* start *

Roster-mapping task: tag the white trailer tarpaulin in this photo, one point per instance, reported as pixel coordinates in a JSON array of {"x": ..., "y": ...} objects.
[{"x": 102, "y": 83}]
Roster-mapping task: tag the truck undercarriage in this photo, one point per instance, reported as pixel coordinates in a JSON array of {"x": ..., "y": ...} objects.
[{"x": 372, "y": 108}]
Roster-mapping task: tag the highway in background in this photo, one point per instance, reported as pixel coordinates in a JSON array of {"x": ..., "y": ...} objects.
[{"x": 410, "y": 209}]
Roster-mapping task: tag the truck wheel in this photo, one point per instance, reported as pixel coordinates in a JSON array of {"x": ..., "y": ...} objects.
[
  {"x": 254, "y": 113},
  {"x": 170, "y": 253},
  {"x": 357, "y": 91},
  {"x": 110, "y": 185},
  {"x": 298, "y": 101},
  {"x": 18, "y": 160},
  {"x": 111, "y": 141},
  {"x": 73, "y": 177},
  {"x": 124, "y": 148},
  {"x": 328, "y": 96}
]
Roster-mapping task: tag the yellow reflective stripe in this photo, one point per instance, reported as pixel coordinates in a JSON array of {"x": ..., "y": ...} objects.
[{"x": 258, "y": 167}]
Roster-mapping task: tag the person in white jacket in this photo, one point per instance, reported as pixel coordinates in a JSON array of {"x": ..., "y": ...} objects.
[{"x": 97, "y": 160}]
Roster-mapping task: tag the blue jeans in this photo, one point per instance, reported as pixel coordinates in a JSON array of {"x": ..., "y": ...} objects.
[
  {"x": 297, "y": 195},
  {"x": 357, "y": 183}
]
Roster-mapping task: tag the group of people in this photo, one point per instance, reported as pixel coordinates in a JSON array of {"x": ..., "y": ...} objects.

* end *

## Stated goal
Reproduce the records verbatim, beginning at the line that contains "Roster-mapping task: tag the truck undercarriage" and continuing through the final line of the records.

## Solved problem
Roster-mapping task: tag the truck undercarriage in this photo, one point per instance, reported as pixel coordinates in a JSON array of {"x": ..., "y": ...} objects.
[{"x": 372, "y": 108}]
Roster-mapping task: tag the highway in background in this photo, one point per instance, reported as pixel coordinates in a JSON array of {"x": ..., "y": ...} objects.
[{"x": 410, "y": 209}]
Roster-mapping task: tag the truck wheel in this photo, one point per instance, reported as pixel coordinates in a JSON array of {"x": ..., "y": ...} objects.
[
  {"x": 254, "y": 113},
  {"x": 170, "y": 253},
  {"x": 357, "y": 91},
  {"x": 110, "y": 185},
  {"x": 298, "y": 101},
  {"x": 18, "y": 160},
  {"x": 111, "y": 141},
  {"x": 73, "y": 177},
  {"x": 124, "y": 148},
  {"x": 328, "y": 96}
]
Roster-mapping task: tag the yellow reflective stripe in this photo, one point per instance, reported as pixel coordinates in a JSON array of {"x": ..., "y": ...} objects.
[{"x": 258, "y": 167}]
Roster-mapping task: tag the person in white jacket in this photo, one point per instance, reported as pixel coordinates in a JSON array of {"x": ..., "y": ...} objects.
[{"x": 97, "y": 160}]
Roster-mapping task: tag the blue jeans in this photo, one point per instance, reported as pixel coordinates in a JSON array of {"x": ..., "y": ...} objects.
[
  {"x": 297, "y": 195},
  {"x": 357, "y": 183}
]
Roster-mapping task: tag the group of people in this photo, one point per instance, reported as pixel coordinates in a JSON array of {"x": ..., "y": ...} objects.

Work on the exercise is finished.